▸ Exercise aim
Rewrite the rows below with "stone base wall" replaced by "stone plinth" everywhere it appears, and keep everything else the same. Leave the pictures out of your copy.

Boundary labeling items
-- Start --
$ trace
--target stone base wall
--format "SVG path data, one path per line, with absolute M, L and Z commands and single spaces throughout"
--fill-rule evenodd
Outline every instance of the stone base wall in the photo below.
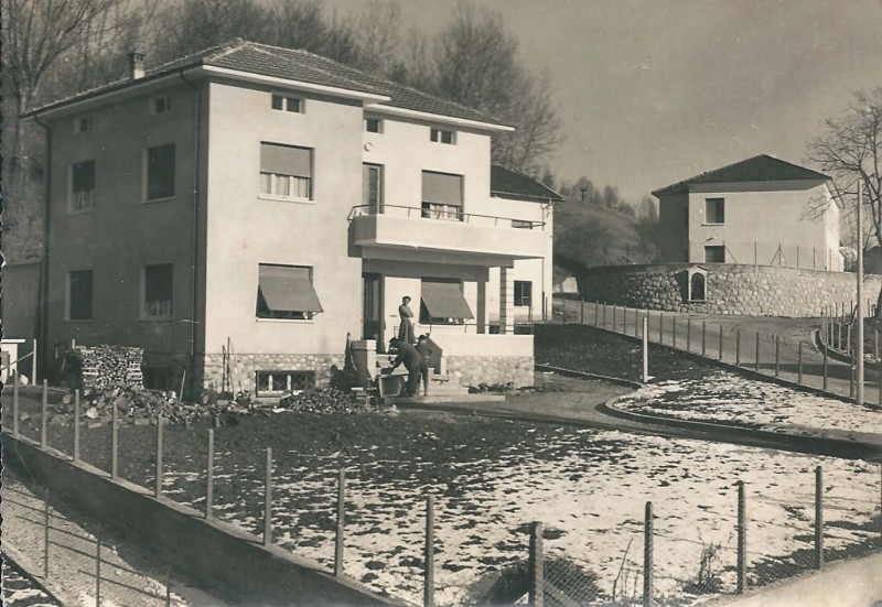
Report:
M 516 388 L 533 386 L 531 356 L 449 356 L 444 360 L 451 381 L 463 387 L 509 381 Z
M 686 272 L 707 270 L 706 301 L 687 300 Z M 755 316 L 818 316 L 824 306 L 850 306 L 856 277 L 847 272 L 742 265 L 666 263 L 590 268 L 577 277 L 579 293 L 589 301 L 646 310 L 706 312 Z M 864 281 L 864 296 L 875 303 L 882 277 Z
M 335 354 L 236 354 L 230 364 L 234 391 L 241 389 L 255 391 L 257 371 L 315 371 L 315 384 L 327 386 L 331 367 L 343 368 L 344 355 Z M 224 380 L 224 356 L 206 354 L 203 357 L 202 386 L 214 384 L 219 389 Z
-- End --
▸ Exercise output
$ trace
--target stone plinth
--format "SVG path data, one path per line, with absolute M, L and Z commands and single spaces throughout"
--fill-rule evenodd
Outline every instance of the stone plinth in the photo below.
Report:
M 516 388 L 533 386 L 531 356 L 449 356 L 444 360 L 451 381 L 463 387 L 509 381 Z
M 686 272 L 707 270 L 706 301 L 687 300 Z M 755 316 L 818 316 L 824 306 L 850 306 L 856 277 L 847 272 L 742 265 L 666 263 L 590 268 L 577 277 L 579 293 L 589 301 L 646 310 L 706 312 Z M 864 281 L 864 296 L 875 303 L 882 277 Z
M 335 354 L 236 354 L 230 364 L 234 391 L 241 389 L 255 391 L 257 371 L 315 371 L 315 384 L 327 386 L 331 367 L 343 368 L 344 355 Z M 224 380 L 224 356 L 206 354 L 203 357 L 202 386 L 214 384 L 219 389 Z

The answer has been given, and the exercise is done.